** Provided information follows **

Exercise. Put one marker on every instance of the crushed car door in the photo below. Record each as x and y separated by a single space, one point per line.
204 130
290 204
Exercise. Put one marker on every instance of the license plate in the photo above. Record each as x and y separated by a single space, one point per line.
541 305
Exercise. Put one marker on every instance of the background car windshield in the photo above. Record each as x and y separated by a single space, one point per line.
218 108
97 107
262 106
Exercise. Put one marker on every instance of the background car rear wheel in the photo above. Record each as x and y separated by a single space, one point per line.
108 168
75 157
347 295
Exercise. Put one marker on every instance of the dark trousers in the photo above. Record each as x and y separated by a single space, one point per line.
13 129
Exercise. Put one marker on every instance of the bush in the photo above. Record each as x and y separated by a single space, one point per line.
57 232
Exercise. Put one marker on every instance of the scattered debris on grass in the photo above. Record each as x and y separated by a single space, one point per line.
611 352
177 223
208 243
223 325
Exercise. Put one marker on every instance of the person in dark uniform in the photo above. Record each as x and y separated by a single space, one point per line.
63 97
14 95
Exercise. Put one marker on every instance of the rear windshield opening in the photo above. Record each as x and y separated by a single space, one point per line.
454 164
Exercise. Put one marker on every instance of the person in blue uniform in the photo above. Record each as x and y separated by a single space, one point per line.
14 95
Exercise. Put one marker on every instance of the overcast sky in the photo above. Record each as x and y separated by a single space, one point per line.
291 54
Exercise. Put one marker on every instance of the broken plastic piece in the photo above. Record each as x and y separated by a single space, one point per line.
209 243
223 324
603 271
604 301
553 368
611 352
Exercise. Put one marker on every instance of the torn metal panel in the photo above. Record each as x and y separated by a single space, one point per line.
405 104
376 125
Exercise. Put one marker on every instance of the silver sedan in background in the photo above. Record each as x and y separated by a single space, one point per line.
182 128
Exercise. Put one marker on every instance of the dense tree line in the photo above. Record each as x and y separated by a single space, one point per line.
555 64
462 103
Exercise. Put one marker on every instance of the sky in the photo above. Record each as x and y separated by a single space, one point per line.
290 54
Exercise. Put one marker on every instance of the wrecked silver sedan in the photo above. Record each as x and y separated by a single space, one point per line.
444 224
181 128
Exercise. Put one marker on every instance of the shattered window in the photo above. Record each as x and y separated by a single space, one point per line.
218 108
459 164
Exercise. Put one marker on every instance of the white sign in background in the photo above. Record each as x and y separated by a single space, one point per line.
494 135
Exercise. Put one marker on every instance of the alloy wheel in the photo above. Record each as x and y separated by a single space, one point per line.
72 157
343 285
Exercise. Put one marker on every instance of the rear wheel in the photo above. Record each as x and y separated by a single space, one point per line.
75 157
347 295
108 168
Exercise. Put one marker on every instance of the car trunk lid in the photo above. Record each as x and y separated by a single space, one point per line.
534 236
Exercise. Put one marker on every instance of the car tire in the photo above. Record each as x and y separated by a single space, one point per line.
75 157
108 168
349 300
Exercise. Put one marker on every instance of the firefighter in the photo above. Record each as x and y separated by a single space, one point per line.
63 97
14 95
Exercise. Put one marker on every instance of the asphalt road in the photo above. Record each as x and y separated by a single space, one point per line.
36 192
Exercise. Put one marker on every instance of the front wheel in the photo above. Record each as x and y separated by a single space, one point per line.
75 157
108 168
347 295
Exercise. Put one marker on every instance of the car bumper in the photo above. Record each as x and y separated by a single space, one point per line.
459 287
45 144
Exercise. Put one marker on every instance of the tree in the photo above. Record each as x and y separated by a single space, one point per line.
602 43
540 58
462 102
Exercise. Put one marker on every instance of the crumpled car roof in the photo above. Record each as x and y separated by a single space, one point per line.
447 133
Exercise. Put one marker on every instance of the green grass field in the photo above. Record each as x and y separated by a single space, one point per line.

** End of Provided information **

Task objective »
You are asked to transcribe all of the data above exactly.

Solved exercise »
Exercise. Put one marker on every instance of the crushed car door in the photo below. Record each as x and y separated by a single space, one point per line.
204 130
290 204
Exercise. Put one marker on every instance of the license plate in the photo above. Record each as x and y separated by a single space, one point per line.
541 305
Exercise. Put one marker on every instance of the background car windshield in the photo above. Record each as x and y separated by a single space, one point per line.
218 108
97 107
262 106
Exercise. Put one marker on every instance of the background car rear wheel in the photo above. Record each as x and y separated by a single space, one point per line.
108 168
75 157
347 295
Exercise. Put one marker on every instance of the dark trousers in the photo above. Record each as x and y separated by a single space, one point per line.
13 129
Exercise. Put one marker on every instance of the bush in the photo above. Record each as x and y separated by a single space, one point per line.
57 232
Exercise. Put one marker on every instance of the scattered debris on grass in the photo above. Record each as x and y separated by a single space, one point per line.
611 352
177 223
208 243
223 325
Exercise. Put one marker on every instance of the person in dark uniform in the photo above. Record each as x and y separated by a single space, one point per line.
63 97
14 95
Exercise. Put one marker on every instance of the rear windshield opening in the photo above. Record each as x and y separated by a single space, one point per line.
454 164
Exercise. Put one marker on every instance of the person in blue uniform in the photo above. Record each as x and y separated by a single space, one point per line.
14 95
Exercise. Put one marker on every instance of the overcast sky in the photo above. Record each as x and y separated by a single space, one point per line.
291 54
Exercise. Put one marker on every instance of the broken plastic piece in the photo above. Record each as x and y separated by a single space, one point per line.
209 243
223 324
603 271
604 301
553 368
611 352
Exercise. Put one marker on every instance of the torn metal panel in the photo above. Record each as x and y separated by a single space, one point per line.
405 104
376 125
Exercise. Put one marker on every instance of the silver sedan in background in the photo above. Record each as x and y separated by a single space, one point per line.
182 128
Exercise. Put one marker on every instance of the dense tree line in the photo above. Record each as x and y separated by a single space, one point per line.
555 64
462 103
Exercise. Put one marker on every instance of the sky in the photo above. Record each as x and y separated by a single space, one point per line.
290 54
Exercise. Put one marker on every instance of the wrecked silver sedan in the photo above. Record each as x and y separated by a single space, one point per line.
444 224
181 128
Exercise. Put one marker on every instance of the shattered window in the photo above. Record each as x and y separated by a single space, one point per line.
218 108
459 164
Exercise. Put one marker on every instance of the white sign in background in the photo above. Record each as x and y separated by a single space, one point per line.
494 135
Exercise. Put one marker on every instance of the alloy wheel in the photo above. Record each as x and y separated by a single space, one point per line.
72 157
343 285
Exercise. Put one marker on every instance of the rear wheel in the photo above. Record each as x and y separated by a single space, one point per line.
75 157
347 295
108 168
Exercise. Put one marker on every instance of the car trunk lid in the photo above. Record each as x and y separated by a single space, one point per line.
534 236
Exercise. Put one marker on every instance of the car tire in the photo above. Record each as x and y separated by a single space, one point per line.
75 157
108 168
349 300
Exercise. Put one marker on every instance of the firefighter in the photo above. Record each as x and y separated by a single space, one point per line.
63 97
14 95
Exercise. Put one marker on every instance of the asphalt road in the photo above. Record each as x and y separated by a single space, one point per line.
36 192
Exercise. Put one marker on every instance of the front wheel in the photo above. Record each as x and y separated by a single space, one point per line.
75 157
108 168
347 295
Exercise. Put one marker on every instance of the car bumper in the photo above. Record each as x and y separated by a single space, one point per line.
459 287
45 144
Exercise. Put one marker on every instance of the tree in the photo above. Record each as x and y separated by a single space, one point per line.
602 43
540 58
462 102
Exercise. Put one marker on every instance of the crumpled car roof in the photo above. Record each as x and y separated by a single space, one point per line.
447 133
Exercise. Put one marker on every instance of the green grass field in the photo above. Record each as x and y separated by a single space, one point per line.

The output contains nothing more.